## SELECTED EXCERPT
** START **

There is a reason why Gentoo Linux is not in that list: it's impossible to ship a binary that might work with any combinations of dependencies its flexibility allows.

Given the complexities of all this, you clearly wouldn't want to let a plain user of the system upgrade a system library; things might break pretty easily.

DLL Hell

An example for what happens if you let users do this is what happened a lot on Windows 9x in the 90s. Lacking a package manager, installers typically bundled all the libraries they depended on; at the same time though, due to the way COM works, you needed to install these libraries globally on the system. Theoretically, this works if everyone is polite enough not to downgrade newer versions that someone already installed, assuming perfect backwards compatibility. In practice, the result is the terrible chaos of installers replacing parts of other programs with their own versions, causing them to stop working.

Part of the solution was a system called Windows Side-by-Side (WinSxS), allowing the installation of multiple versions of the same library at once, letting programs request their own specific one. (If you ever wondered why the Windows system directory of the same name is so large: this is why.)

Overall though, this is still a hard problem, with the potential of risking the entire system if you overwrite or add the wrong thing. We clearly need administrators to deal with this, right?

Package managers (the other kind)

We're back on Linux. We installed our distribution, which consists of a set of packages carefully put together by wise and responsible maintainers. Depending on which distribution we use, these might or might not be especially up-to-date versions; for example, Debian Stable is famous for being conservative with upgrades.

Let's say you're writing a program in Python, rendering spherical trees on the screen. Your code uses the latest version of a cool leaf drawing library, just pushed to git by its developer.

How do you add this library to your system? Do you wait for Debian stable to pick it up three years later? Do you just download the Python files into a random directory? Maybe we could create another package manager instead, that users can use to create development environments!

So this is how pip happened. (Along with the other, excessively many Python packaging solutions.) Also, npm. Also, cargo. Also, Maven / Ivy / Gradle / etc. And Go Modules. And... (I think the general idea did come across at this point.)

People use these because they are not operating system specific; you also don't need to wait for package maintainers to pick up your package, then the admin to globally install the one and only version on your system. (This is nice even if you do happen to be the admin.)

How you ship the results from these is a separate question. With some programming languages, you might be able to just statically link a binary that doesn't depend on a lot of external dependencies. But then... what you build might still be dependent on your exact distribution. At least parts of it. It also depends on libraries it doesn't have (since you took them from another package manager).

How do you even ship this thing?

At least it does run on your computer. Now, wouldn't it be convenient if everyone else had your computer too?

Containers

Docker, in fact, is a nice solution for this problem. You just build a container using the base image of a specific Linux distribution. You add your programming language specific libraries, along with your own code. Then you ship the end result. Because it doesn't depend on anything from the host distribution, it will work anywhere.

Well, except, specifically, in the above paragraph, by "nice solution" we mostly mean "epicly terrible solution but at least it works and we couldn't really think of anything else".

Part of it is about Docker specifically. It does reinvent a decent number of mechanisms that UNIX operating systems already have, except in worse ways. (If you're looking for a nice write-up on why Docker specifically is terrible, "Docker Considered Harmful" is a nice one.) But then also... implementing containers in better ways is still not an especially good solution for the actual problem of shipping the right set of dependencies.

** END **

## RECORDED DATA
** START **

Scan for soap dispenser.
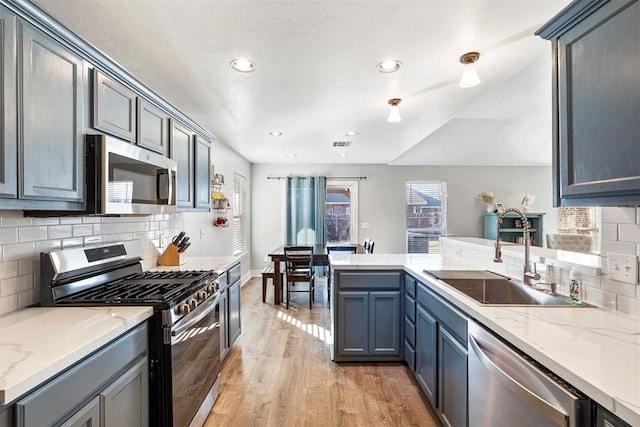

** END **

Please name the system that, according to the excerpt on shipping software dependencies, let Windows install multiple versions of the same library at once.

## OUTPUT OF THE EXERCISE
Windows Side-by-Side (WinSxS)